### ENTRIES PROVIDED

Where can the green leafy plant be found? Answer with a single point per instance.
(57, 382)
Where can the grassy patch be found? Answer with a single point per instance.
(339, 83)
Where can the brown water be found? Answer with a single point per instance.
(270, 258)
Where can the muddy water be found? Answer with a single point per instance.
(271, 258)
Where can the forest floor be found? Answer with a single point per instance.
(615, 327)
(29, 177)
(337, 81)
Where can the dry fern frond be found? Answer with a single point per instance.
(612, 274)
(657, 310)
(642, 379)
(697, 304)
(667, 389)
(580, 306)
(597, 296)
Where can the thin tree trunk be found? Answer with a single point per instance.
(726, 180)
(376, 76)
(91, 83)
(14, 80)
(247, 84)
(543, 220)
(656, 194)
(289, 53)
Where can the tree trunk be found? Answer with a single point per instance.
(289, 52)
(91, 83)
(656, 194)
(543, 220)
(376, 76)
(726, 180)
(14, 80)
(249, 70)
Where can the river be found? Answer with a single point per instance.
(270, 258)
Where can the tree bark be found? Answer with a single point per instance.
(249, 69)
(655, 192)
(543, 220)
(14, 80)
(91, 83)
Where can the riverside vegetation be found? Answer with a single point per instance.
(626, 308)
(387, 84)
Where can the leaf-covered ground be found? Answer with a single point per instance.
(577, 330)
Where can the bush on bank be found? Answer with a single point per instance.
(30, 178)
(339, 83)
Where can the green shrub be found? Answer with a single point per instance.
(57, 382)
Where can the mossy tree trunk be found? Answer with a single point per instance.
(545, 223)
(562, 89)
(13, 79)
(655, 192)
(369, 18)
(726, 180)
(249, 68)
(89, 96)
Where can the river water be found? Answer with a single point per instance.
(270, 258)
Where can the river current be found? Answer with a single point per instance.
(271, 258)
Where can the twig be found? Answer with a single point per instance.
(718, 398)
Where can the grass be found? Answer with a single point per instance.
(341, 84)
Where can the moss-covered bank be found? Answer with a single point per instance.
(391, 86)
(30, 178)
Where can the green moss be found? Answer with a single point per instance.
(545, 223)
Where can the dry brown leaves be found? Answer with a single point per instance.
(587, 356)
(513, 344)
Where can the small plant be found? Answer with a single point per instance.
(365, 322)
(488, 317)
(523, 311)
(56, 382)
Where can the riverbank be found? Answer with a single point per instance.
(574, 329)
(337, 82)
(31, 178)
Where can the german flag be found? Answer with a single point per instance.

######

Please reproduce every line of the material word for word.

Where can the green leafy plant be found? Answer with a single point per instance.
(57, 382)
Where can the grassy patch be found? Answer with a single point per instance.
(339, 83)
Where can the brown water be found? Answer with a single point per instance.
(270, 258)
Where can the muddy water be found? Answer with a single point per instance.
(271, 258)
Where can the forest floor be found? Answer with a single point per instance.
(615, 327)
(29, 177)
(337, 81)
Where can the dry fern frond be found? Answer with a single point per instance.
(612, 274)
(657, 310)
(642, 379)
(697, 304)
(667, 389)
(580, 306)
(597, 296)
Where can the thin tree trunk be found? Answer with a single point per instance.
(726, 180)
(376, 76)
(91, 83)
(14, 80)
(247, 84)
(543, 220)
(656, 194)
(289, 53)
Where can the tree trunk be found? Answer with a single point per instance.
(289, 52)
(91, 83)
(656, 194)
(543, 220)
(376, 76)
(726, 180)
(14, 80)
(249, 70)
Where can the river be found? Answer with a single point per instance.
(270, 258)
Where can the tree bark be found? Answer with a single point per instance.
(249, 69)
(655, 192)
(543, 220)
(14, 80)
(91, 83)
Where can the riverside vegetation be found? Answer with a single point per instance.
(626, 308)
(387, 84)
Where can the leaf-covered ground be found? Answer with a single point per instance.
(577, 330)
Where can the bush on bank be found? Answer with a single point per instance.
(30, 178)
(339, 83)
Where can the green shrub be found? Answer with a single point per instance.
(57, 382)
Where can the mossy tree trunk be found? Answer with a single point per instance.
(545, 223)
(562, 89)
(13, 79)
(655, 192)
(369, 18)
(726, 180)
(249, 68)
(89, 96)
Where can the river water be found? Answer with a single point per instance.
(270, 258)
Where can the river current be found? Answer with a single point per instance.
(271, 258)
Where can the twig be found? Answer with a single point per instance.
(718, 398)
Where can the grass be found? Answer with a single point per instance.
(341, 84)
Where can the moss-covered bank be found? Answer with a single point per instance.
(391, 86)
(30, 178)
Where can the green moss be found? Answer with a single point per instance.
(545, 223)
Where can the dry brown leaves be found? Answer with a single point per instance.
(587, 356)
(513, 344)
Where can the small plant be found? Answer with a single point per instance.
(365, 322)
(488, 317)
(523, 311)
(56, 382)
Where can the riverbank be found? Answer with a single point per instance.
(574, 329)
(337, 82)
(31, 178)
Where can the german flag be found? Answer with a single point per instance.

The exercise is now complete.